**Records for the task:**
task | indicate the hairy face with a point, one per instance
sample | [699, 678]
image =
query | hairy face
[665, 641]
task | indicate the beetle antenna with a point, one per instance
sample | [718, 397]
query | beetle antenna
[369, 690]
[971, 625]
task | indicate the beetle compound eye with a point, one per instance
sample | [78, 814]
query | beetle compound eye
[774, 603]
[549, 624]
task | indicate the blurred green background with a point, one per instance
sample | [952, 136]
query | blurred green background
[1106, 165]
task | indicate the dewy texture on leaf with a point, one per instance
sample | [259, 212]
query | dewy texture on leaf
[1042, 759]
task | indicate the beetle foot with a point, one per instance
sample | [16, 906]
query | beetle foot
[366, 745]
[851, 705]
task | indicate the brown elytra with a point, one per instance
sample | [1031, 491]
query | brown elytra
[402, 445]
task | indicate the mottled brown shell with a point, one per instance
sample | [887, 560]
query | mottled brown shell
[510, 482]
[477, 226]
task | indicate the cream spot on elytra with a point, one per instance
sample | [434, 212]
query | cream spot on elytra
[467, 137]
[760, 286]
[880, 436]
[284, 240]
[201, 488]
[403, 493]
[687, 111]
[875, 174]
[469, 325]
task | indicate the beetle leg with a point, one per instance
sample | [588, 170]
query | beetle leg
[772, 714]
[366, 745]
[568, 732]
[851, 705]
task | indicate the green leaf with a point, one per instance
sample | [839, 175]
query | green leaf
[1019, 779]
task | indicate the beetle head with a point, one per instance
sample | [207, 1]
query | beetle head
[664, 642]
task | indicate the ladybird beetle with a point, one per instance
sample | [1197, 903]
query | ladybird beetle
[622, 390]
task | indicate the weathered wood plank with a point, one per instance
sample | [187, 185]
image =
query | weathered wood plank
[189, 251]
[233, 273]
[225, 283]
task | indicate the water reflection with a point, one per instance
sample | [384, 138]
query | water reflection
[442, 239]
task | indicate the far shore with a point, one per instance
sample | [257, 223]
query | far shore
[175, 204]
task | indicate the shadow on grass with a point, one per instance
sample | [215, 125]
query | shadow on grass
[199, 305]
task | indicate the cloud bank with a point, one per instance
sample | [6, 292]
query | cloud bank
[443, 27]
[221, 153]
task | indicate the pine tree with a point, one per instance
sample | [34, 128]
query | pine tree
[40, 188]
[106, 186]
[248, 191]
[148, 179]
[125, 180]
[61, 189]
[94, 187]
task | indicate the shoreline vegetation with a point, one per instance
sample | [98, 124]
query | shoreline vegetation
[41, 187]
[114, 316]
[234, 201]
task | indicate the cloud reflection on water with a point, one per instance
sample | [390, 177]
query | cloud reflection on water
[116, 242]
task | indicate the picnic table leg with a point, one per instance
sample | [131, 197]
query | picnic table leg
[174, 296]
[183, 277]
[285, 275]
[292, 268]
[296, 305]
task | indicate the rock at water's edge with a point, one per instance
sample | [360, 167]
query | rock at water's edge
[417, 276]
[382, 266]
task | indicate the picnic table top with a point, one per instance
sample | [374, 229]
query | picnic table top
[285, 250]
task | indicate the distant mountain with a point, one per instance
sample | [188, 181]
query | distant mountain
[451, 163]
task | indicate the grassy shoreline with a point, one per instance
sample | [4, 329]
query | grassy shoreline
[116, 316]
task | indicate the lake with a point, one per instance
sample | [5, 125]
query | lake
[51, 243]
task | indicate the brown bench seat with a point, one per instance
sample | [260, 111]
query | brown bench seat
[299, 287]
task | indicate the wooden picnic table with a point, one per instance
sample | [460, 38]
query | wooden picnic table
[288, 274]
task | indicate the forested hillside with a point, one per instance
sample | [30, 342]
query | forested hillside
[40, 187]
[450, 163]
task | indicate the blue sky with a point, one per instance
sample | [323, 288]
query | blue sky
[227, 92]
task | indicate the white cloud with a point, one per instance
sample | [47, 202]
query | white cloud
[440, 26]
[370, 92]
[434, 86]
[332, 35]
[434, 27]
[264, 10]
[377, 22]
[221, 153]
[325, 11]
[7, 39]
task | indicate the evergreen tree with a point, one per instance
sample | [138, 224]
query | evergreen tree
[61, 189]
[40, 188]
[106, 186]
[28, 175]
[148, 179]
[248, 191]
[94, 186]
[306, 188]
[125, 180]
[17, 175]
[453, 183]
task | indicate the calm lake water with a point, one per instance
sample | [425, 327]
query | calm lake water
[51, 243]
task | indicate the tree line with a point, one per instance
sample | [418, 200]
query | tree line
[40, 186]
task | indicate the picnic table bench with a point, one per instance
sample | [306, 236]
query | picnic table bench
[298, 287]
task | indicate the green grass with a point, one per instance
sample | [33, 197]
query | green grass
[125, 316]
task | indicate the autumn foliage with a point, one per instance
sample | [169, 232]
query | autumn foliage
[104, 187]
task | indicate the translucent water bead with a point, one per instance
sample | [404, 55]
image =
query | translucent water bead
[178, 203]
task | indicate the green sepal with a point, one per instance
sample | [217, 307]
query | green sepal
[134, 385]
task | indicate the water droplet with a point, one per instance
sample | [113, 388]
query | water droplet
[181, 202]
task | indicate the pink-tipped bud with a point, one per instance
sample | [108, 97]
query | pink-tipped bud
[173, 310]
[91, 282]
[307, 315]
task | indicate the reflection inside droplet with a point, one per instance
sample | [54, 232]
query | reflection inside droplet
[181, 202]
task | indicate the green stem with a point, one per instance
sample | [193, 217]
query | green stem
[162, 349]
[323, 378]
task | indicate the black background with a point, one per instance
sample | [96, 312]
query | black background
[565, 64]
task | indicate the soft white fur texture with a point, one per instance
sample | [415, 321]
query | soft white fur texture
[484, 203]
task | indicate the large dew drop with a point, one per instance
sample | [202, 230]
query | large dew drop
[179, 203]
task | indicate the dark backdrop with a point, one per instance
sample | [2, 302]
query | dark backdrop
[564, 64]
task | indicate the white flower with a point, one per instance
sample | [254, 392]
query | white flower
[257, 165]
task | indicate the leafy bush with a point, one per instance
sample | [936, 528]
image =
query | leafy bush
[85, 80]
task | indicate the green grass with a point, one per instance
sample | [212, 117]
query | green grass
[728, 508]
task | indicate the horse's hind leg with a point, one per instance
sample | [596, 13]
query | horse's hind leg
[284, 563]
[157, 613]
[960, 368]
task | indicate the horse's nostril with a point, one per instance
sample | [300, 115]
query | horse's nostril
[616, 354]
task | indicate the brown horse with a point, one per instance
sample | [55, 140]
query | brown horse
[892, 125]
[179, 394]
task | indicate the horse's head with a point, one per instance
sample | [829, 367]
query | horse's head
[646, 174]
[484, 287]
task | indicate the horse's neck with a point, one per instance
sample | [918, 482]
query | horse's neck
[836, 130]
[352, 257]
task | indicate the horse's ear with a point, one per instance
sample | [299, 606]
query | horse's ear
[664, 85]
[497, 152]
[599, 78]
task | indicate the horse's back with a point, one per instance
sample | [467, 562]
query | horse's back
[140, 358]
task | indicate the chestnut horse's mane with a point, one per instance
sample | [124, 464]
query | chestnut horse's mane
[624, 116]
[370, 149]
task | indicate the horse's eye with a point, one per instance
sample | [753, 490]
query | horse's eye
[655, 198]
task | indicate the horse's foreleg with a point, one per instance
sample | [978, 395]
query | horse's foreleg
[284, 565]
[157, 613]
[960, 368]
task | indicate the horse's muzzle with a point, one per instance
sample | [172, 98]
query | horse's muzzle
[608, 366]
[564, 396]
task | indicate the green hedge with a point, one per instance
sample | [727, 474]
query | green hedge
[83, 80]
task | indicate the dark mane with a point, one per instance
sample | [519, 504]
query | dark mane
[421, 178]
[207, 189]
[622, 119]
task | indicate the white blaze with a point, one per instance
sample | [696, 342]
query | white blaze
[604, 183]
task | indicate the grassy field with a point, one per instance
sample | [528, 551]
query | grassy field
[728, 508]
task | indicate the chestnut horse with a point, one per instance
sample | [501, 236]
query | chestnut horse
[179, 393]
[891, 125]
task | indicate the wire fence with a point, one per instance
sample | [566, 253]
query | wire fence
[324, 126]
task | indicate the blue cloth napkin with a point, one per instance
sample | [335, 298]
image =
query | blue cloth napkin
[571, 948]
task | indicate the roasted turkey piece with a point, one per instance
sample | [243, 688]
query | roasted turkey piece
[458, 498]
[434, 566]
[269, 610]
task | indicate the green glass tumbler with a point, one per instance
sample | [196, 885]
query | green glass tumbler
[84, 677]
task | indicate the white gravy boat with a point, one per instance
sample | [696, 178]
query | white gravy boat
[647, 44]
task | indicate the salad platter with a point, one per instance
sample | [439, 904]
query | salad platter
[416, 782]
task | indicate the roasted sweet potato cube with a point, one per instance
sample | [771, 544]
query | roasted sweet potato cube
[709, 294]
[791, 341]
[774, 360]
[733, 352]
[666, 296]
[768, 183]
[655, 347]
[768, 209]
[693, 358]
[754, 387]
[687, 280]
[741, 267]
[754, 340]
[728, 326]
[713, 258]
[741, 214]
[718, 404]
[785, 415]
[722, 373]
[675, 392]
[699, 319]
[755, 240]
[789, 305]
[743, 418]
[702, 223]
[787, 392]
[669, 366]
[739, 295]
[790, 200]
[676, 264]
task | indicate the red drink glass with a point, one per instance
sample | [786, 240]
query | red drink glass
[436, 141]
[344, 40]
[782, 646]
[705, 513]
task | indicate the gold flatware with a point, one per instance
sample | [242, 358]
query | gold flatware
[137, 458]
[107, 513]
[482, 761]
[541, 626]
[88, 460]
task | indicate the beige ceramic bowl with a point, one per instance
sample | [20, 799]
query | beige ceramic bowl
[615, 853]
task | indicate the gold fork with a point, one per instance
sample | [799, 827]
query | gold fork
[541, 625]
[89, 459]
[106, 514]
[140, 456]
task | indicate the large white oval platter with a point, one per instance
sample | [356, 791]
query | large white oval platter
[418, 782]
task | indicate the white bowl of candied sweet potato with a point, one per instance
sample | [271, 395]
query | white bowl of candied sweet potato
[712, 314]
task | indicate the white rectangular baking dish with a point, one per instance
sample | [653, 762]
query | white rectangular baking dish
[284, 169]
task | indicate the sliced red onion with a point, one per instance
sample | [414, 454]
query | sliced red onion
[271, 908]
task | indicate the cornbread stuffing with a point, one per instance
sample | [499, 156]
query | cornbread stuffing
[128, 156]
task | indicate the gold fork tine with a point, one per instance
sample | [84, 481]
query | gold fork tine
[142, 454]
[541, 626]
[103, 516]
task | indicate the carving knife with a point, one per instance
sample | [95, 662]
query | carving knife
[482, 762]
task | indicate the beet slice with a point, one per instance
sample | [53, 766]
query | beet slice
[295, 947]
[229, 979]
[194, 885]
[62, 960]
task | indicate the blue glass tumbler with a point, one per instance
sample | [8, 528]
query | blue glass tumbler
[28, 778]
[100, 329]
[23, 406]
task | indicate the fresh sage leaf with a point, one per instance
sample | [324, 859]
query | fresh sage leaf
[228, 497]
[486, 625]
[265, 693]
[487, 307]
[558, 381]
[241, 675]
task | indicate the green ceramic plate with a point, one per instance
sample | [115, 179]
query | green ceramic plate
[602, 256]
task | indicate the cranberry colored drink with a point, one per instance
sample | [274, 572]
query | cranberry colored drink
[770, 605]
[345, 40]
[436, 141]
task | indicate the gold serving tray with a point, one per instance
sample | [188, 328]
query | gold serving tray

**What you are asked to do:** In the records from the line with "task | indicate the green ceramic" through the end of the records, substitute "brass serving tray" for "gold serving tray" and give those lines again with nothing else changed.

**Response below:**
task | indicate the green ceramic plate with a point, one per instance
sample | [115, 179]
query | green ceramic plate
[602, 256]
task | indicate the cranberry colored drink with a point, one per instance
sample | [274, 572]
query | cranberry colored drink
[770, 605]
[345, 40]
[436, 141]
task | indicate the brass serving tray with a point, one per instance
sample | [188, 328]
query | brass serving tray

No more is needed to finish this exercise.